* _EXCERPT TO READ_

================================

I’m glad you asked! Despite the fact that its name contains the name of a popular relational database engine (SQL Server), SQL Server Integration Services is a software development platform. If you search for software development best practices, you will find something called Separation of Concerns near the top of everyone’s list.

One component of separation of concerns is decoupling chunks of code into smaller modules of encapsulated functionality. Applied to SSIS, this means Monoliths must die:

A slide from the Expert SSIS training…

If your SSIS package has a dozen Data Flow Tasks and one fails, you have to dig through the logs – a little, not a lot; but it’s at 2:00 AM – to figure out what failed and why. You can cut down the “what failed” part by building SSIS packages that contain a single Data Flow Task per package.

If you took that advice, you are now the proud owner of a bunch of SSIS packages. How do you manage execution?

Solutions

There are a number of solutions. You could:

  1. Daisy-chain package execution by using an Execute Package Task at the end of each SSIS package Control Flow that starts the next SSIS package.
  2. Create a Batch Controller SSIS package that uses Execute Package Tasks to execute each package in the desired order and degree of parallelism.
  3. Delegate execution management to a scheduling solution (SQL Agent, etc.).
  4. Use an SSIS Framework.
  5. Some combination of the above.
  6. None of the above (there are other options…).

Dasiy-Chain

Daisy-chaining package execution has some benefits:

  • Easy to interject a new SSIS package into the workflow, simply add the new package and update the preceding package’s Execute Package Task.

Daisy-chaining package execution has some drawbacks:

  • Adding a new package to daisy-chained solutions almost always requires deployment of two SSIS packages – the package before the new SSIS package (with a reconfigured Execute Package Task – or an update to the ) along with the new SSIS package. The exception is a new first package. A new last package would also require the “old last package” be updated.

Batch Controller

Using a Batch Controller package has some benefits:

  • Relatively easy to interject a new SSIS package into the workflow. As with daisy-chain, add the new package and modify the Controller package by adding a new Execute Package Task to kick off the new package when desired.

Batch-controlling package execution has some drawbacks:

  • Adding a new package to a batch-controlled solutions always requires deployment of two SSIS packages – the new SSIS package and the updated Controller SSIS package.

Scheduler Delegation

Depending on the scheduling utility in use, adding a package to the workflow can be really simple or horribly complex. I’ve seen both and I’ve also seen methods of automation that mitigate horribly-complex schedulers.

Use a Framework

I like metadata-driven SSIS frameworks because they’re metadata-driven. Why’s metadata-driven so important to me? To the production DBA or Operations people monitoring the systems in the middle of the night, SSIS package execution is just another batch process using server resources. Some DBAs and operations people comprehend SSIS really well, some do not. We can make life easier for both by surfacing as much metadata and operational logging – ETL instrumentation – as possible.

Well architected metadata-driven frameworks reduce enterprise innovation friction by:

  • Reducing maintenance overhead
  • Batched execution, discrete IDs
  • Packages may live anywhere
Less Overhead

Adding an SSIS package to a metadata-driven framework is a relatively simple two-step process:

  1. Deploy the SSIS package (or project).

================================

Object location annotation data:
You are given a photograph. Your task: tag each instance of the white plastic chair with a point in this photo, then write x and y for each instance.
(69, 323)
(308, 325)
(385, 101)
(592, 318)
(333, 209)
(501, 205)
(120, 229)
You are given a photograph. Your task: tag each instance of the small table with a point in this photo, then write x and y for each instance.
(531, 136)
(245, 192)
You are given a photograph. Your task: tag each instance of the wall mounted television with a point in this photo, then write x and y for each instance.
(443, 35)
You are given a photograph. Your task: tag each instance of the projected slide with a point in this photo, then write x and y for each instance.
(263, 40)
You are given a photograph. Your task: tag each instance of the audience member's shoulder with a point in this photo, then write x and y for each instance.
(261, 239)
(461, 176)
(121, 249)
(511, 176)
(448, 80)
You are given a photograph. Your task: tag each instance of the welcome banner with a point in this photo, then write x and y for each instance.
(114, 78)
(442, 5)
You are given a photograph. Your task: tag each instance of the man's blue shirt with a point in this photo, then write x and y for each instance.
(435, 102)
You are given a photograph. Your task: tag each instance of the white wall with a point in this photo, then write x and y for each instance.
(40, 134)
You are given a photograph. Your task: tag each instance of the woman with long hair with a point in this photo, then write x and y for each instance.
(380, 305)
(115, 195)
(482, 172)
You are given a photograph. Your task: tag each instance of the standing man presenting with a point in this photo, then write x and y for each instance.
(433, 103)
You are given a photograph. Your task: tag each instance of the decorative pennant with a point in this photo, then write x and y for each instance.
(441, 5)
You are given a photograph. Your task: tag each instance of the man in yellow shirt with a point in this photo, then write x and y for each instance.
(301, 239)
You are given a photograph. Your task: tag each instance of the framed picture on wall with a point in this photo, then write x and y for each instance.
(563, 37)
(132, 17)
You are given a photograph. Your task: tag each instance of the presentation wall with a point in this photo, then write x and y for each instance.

================================

* _WHAT TO WORK ON_
In the SSIS package execution excerpt, which software development best practice appears near the top of everyone's list?

* _RESPONSE FOR THIS EXERCISE_
Separation of Concerns.